- _YOUR INSTRUCTIONS_
Reproduce the passage of the Silero VAD guide from "On first execution, the" up to and including "to prevent overlap.", word for word.

- _DOCUMENT EXTRACT_

How to extract speech segments from audio using Silero VAD and ONNX

Voice Activity Detection (VAD) transforms raw audio into usable speech segments before transcription or analysis, saving time and improving accuracy. A new approach combines Silero VAD’s lightweight ONNX model with ONNX Runtime to detect speech in real time—even on consumer-grade hardware. This method processes 14 seconds of conversation in just 0.028 seconds, opening practical uses from call center analytics to podcast editing.

Why isolate speech segments before processing

Long audio files often contain extended periods of silence, background noise, or non-speech audio. These segments add unnecessary processing load and can dilute the effectiveness of downstream tasks like transcription or sentiment analysis. By isolating only the parts where speech occurs, tools can focus computational resources where they matter most.

For example, a 15-minute customer service call might contain only 7 minutes of actual conversation. Extracting those segments first reduces storage needs, speeds up transcription engines, and improves the signal-to-noise ratio for speech recognition models. This preprocessing step is especially valuable when working with batch pipelines or real-time systems constrained by latency.

Setting up the Silero VAD pipeline with ONNX Runtime

The process begins with an MP3 file of a two-person conversation. The audio is first decoded into a 16 kHz, mono waveform using FFmpeg. This ensures compatibility with Silero VAD’s input requirements. The waveform is then divided into fixed-size chunks of 512 samples—equivalent to 32 milliseconds—each processed independently by the model.

Key configuration settings control how segments are detected:

Speech threshold: 0.5 — the probability level required to start a speech segment
Negative threshold: 0.35 — the lower level needed to end a segment
Minimum silence duration: 100 ms — prevents premature endings due to brief pauses
Minimum speech duration: 250 ms — filters out ultra-short noise or artifacts
Speech padding: 30 ms — adds small buffers at segment boundaries for smoother extraction

The model maintains internal state and carries context across chunks, enabling accurate detection even when speech boundaries span chunk boundaries. This streaming approach is essential for real-world applications where audio arrives continuously.

Running the detection and exporting segments

The full pipeline is reproducible using a lightweight setup. Prerequisites include mise for environment management, uv for dependency resolution, FFmpeg for audio decoding, and curl for file transfers. The process is automated through a set of commands that clone the lab repository, download test assets, and execute the detector:

git clone --depth 1 --filter=blob:none --sparse 
cd labs
git sparse-checkout set .gitignore .mise/tasks Makefile mise.toml 2026/07/03/silero-vad
make download-test-assets
mise -C 2026/07/03/silero-vad run

On first execution, the script automatically downloads the silero_vad.onnx model from the official repository. uv then resolves Python dependencies and launches the inference engine using ONNX Runtime’s CPU execution provider—no GPU required.

Each detected speech interval is saved as a separate WAV file in the output/ directory. The files are encoded as 16-bit PCM, 16 kHz, mono, matching the original input specifications. Existing files are cleared before each run to prevent overlap.

- _STORED DATA_
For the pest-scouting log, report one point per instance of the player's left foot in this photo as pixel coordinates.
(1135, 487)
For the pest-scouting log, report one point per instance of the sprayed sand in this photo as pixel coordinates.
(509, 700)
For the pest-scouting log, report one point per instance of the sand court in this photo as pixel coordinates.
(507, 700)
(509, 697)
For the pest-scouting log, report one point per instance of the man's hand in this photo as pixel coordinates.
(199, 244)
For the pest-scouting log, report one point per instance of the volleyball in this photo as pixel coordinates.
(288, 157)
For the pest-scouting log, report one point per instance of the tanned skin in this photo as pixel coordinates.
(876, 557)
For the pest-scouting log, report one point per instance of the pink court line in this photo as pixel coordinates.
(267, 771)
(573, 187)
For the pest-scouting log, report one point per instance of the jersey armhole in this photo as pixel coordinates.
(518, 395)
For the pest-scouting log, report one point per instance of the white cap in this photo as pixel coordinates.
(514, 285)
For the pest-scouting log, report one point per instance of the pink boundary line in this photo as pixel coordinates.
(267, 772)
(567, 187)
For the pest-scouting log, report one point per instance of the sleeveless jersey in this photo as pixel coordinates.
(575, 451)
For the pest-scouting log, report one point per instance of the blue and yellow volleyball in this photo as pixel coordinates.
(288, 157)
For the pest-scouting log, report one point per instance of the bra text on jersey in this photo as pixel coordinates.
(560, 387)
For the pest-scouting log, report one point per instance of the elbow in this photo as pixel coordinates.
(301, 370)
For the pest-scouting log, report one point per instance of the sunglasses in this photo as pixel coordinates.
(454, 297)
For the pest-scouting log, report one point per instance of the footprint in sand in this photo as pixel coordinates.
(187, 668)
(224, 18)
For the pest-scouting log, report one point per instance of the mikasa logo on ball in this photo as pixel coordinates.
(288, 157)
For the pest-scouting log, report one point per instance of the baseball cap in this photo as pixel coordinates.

- _TASK RESULT_
On first execution, the script automatically downloads the silero_vad.onnx model from the official repository. uv then resolves Python dependencies and launches the inference engine using ONNX Runtime’s CPU execution provider—no GPU required.

Each detected speech interval is saved as a separate WAV file in the output/ directory. The files are encoded as 16-bit PCM, 16 kHz, mono, matching the original input specifications. Existing files are cleared before each run to prevent overlap.